Which lines in the data below contain the string "housing", with case matched exactly? Pick out every such line and copy each one in full.

- PROVIDED DATA
>>>

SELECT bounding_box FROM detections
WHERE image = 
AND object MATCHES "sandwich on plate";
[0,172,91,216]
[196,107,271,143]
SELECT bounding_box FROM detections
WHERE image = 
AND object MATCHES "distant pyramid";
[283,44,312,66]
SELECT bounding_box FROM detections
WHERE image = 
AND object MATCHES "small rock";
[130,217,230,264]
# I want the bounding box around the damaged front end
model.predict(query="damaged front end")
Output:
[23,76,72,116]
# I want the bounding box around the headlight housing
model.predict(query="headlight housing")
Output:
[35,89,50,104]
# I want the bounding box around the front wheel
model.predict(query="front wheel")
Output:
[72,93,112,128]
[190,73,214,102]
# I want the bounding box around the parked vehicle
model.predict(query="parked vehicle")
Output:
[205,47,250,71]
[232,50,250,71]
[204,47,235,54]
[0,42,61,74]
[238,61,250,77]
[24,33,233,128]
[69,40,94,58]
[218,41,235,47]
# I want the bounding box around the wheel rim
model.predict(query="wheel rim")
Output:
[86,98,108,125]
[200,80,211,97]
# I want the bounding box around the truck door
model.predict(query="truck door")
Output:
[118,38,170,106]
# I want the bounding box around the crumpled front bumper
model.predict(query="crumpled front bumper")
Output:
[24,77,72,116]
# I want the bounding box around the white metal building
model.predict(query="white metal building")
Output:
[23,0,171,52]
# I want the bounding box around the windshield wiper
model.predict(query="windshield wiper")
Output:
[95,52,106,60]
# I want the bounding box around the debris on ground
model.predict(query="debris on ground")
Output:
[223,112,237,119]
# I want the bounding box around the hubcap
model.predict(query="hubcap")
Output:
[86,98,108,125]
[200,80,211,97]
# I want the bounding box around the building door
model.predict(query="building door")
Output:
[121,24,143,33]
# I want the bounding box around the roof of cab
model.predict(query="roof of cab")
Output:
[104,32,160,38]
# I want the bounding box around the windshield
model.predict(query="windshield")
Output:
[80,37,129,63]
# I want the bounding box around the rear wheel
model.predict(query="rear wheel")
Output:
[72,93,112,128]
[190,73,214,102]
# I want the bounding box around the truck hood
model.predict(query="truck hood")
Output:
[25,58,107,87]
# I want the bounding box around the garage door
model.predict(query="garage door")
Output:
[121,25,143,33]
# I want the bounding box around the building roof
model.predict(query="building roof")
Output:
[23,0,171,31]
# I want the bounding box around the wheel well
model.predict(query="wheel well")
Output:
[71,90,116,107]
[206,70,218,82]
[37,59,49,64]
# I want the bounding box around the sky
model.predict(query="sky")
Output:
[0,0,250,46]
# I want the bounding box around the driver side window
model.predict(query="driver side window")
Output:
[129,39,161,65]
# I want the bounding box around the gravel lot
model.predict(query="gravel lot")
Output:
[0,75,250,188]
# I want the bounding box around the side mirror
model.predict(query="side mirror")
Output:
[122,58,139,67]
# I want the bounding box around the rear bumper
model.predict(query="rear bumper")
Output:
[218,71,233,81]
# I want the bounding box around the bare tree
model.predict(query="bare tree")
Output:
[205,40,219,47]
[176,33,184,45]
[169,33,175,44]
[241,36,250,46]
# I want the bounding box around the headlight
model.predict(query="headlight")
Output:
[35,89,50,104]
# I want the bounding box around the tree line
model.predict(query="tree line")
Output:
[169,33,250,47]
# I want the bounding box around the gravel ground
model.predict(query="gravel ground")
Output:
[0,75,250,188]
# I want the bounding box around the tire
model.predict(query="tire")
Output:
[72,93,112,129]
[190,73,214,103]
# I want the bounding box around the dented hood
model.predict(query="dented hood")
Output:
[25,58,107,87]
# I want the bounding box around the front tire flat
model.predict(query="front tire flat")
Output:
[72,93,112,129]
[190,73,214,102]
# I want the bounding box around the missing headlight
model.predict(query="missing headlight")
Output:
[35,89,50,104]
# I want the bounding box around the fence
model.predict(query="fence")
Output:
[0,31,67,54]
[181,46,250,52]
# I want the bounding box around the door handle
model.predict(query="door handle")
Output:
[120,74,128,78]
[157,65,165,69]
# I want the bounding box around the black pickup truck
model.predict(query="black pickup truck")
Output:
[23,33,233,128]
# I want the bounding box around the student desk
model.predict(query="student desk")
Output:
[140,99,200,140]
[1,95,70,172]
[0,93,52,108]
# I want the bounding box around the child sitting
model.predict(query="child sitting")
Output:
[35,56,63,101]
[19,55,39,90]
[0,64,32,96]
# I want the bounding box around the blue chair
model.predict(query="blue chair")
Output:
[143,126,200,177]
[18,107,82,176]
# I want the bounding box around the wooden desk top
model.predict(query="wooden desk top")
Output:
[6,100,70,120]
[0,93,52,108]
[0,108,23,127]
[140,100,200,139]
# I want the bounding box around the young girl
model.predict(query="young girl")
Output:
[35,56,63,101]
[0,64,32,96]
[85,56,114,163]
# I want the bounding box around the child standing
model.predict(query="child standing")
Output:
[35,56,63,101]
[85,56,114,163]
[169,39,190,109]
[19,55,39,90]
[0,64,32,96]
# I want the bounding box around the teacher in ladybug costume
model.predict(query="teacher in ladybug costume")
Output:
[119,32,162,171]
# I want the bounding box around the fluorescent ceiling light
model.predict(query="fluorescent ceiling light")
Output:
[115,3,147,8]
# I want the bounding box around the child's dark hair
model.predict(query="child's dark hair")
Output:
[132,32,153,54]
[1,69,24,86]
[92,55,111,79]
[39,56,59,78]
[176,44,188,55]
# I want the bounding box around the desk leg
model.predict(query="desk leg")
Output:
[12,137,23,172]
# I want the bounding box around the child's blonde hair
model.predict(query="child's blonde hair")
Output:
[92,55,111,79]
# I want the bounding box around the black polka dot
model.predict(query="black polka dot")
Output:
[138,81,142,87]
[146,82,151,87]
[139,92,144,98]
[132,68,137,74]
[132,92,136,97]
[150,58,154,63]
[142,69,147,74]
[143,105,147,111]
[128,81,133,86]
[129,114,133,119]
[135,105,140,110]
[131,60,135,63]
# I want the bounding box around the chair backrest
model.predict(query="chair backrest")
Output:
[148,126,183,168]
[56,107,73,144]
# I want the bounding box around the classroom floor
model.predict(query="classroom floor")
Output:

<<<

- REPLY
# I want the bounding box around the headlight housing
model.predict(query="headlight housing")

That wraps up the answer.